- **JOB**
Reproduce the portion of the weather-sources forum thread from "## tsmith (Sep" to "samething look out." word for word.

# most reliable sorse for weather info



## TPC Services (Dec 15, 2005)

Just trying to see where everyone goes to there sorse for weather info, I fell the best info I get is from NOAA, Accuweather's not bad but they some times do not up date there stuff, and the local bufffoons have no Idea what there talking about. They would rather be flying there helicopters around town then getting any thing right for a change!!!!!: :realmad:


----------



## tsmith (Sep 19, 2006)

I like wunderground, it seems reliable. I haven't used it too long, but the guys at work all use it and like it.


----------



## Bruce'sEx (Sep 16, 2006)

My theory is if they (news weather, weather sites.. etc) are all calling for the samething look out.


----------



## TPC Services (Dec 15, 2005)

what you mean by the same thing is a wide range when it comes from the local retards all they now is there a front moving in, they have no Idea how to judge it!!


----------



## Rowski (Oct 24, 2005)

- **STORED RECORDS**

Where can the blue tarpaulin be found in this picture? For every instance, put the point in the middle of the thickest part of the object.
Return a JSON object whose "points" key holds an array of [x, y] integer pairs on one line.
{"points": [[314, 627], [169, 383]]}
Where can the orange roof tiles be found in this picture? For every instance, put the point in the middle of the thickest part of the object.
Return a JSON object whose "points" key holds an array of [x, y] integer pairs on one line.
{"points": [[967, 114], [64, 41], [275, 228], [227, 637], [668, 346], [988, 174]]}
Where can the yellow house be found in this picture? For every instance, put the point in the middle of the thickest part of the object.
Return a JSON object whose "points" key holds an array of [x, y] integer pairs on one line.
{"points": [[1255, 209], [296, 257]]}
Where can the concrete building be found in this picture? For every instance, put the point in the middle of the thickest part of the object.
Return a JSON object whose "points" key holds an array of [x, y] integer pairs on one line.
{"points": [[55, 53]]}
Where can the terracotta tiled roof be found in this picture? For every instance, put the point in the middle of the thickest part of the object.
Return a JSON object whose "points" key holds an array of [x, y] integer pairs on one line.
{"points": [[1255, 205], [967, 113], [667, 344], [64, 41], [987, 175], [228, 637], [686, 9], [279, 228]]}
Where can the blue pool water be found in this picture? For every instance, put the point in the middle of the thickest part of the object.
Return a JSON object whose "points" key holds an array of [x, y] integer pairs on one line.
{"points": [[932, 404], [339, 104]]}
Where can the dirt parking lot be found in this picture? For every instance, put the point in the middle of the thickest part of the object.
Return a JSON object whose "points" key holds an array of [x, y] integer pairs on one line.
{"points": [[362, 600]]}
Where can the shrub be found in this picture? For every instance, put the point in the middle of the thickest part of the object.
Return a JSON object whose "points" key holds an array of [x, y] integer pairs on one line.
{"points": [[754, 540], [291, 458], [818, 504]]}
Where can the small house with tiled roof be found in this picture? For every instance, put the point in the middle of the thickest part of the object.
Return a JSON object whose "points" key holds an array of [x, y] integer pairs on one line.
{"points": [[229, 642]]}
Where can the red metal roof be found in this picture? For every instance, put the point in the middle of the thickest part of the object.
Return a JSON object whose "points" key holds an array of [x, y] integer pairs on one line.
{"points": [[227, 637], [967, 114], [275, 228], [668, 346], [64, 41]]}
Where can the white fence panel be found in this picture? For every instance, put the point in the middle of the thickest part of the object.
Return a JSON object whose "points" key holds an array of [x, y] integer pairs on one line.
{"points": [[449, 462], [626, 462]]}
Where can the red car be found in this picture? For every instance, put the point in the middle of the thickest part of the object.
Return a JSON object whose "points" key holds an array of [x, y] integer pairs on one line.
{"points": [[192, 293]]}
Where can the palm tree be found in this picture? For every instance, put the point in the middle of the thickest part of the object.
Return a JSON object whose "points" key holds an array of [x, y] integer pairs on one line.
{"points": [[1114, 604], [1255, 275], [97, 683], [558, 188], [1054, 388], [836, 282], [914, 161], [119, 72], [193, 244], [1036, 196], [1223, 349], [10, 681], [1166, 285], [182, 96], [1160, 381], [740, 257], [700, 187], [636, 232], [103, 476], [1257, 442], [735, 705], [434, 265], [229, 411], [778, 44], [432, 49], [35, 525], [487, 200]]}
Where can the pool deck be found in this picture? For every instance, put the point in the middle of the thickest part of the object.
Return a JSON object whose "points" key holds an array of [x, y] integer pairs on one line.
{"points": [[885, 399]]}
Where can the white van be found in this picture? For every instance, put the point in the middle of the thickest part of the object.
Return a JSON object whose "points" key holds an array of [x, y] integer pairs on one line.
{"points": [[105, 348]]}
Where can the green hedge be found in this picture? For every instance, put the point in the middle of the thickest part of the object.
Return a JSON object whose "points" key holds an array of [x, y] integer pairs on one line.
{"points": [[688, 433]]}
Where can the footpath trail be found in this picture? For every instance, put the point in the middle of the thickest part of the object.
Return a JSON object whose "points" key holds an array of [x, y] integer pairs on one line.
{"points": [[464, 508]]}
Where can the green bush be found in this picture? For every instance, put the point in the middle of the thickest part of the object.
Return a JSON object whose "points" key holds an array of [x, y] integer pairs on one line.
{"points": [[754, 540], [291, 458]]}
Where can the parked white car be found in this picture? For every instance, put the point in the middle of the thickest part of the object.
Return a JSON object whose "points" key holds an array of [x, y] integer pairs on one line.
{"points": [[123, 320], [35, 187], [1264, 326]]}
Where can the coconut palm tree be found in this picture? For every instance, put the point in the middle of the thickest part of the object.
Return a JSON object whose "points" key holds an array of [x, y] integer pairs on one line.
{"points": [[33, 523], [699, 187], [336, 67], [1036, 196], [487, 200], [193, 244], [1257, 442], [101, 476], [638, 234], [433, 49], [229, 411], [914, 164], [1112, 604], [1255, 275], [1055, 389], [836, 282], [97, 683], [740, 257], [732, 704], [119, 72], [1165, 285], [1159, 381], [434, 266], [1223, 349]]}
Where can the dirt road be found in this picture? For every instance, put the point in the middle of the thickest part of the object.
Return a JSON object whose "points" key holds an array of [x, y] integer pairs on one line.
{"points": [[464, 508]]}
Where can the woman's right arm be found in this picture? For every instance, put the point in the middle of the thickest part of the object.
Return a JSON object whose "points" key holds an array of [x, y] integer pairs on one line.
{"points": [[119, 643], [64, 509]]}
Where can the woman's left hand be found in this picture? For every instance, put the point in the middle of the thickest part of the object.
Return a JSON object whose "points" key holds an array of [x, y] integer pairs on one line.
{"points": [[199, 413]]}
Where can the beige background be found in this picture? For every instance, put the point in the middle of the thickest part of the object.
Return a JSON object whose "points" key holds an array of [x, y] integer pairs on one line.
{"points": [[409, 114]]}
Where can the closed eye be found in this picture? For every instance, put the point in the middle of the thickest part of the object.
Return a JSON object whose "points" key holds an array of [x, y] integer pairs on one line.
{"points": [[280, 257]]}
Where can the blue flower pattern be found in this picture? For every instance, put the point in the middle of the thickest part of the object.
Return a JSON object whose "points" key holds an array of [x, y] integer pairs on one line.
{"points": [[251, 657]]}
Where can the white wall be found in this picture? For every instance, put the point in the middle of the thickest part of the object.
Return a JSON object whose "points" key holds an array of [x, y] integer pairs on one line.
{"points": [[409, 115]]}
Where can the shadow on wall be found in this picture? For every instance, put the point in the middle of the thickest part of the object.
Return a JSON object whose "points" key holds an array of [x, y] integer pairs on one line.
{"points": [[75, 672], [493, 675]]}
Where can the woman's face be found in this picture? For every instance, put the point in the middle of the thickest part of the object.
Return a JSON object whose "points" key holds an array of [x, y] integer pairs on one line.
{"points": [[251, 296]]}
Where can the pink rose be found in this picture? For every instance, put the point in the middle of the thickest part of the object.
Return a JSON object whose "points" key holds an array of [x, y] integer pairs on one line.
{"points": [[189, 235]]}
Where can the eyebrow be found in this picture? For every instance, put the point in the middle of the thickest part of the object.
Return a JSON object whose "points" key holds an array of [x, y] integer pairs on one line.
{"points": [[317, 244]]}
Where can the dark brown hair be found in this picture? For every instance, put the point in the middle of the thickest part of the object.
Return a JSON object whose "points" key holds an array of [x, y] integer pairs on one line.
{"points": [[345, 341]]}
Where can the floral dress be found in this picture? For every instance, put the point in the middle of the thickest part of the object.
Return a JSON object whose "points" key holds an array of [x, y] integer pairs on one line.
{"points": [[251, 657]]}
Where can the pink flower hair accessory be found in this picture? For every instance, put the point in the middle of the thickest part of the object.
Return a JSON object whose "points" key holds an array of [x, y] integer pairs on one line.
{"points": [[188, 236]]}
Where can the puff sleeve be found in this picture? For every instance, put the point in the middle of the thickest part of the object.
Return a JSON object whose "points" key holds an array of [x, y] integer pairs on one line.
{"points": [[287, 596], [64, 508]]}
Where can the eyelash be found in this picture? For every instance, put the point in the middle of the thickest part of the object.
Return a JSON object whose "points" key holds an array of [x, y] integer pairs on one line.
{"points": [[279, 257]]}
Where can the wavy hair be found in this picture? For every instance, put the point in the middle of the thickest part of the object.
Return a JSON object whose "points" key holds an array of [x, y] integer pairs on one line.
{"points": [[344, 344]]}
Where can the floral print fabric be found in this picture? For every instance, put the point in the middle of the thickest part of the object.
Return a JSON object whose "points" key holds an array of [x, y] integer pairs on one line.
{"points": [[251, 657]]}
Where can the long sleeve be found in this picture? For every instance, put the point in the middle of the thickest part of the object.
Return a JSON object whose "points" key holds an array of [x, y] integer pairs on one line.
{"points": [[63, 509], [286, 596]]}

- **ANSWER TO THIS EXERCISE**
## tsmith (Sep 19, 2006)

I like wunderground, it seems reliable. I haven't used it too long, but the guys at work all use it and like it.


----------



## Bruce'sEx (Sep 16, 2006)

My theory is if they (news weather, weather sites.. etc) are all calling for the samething look out.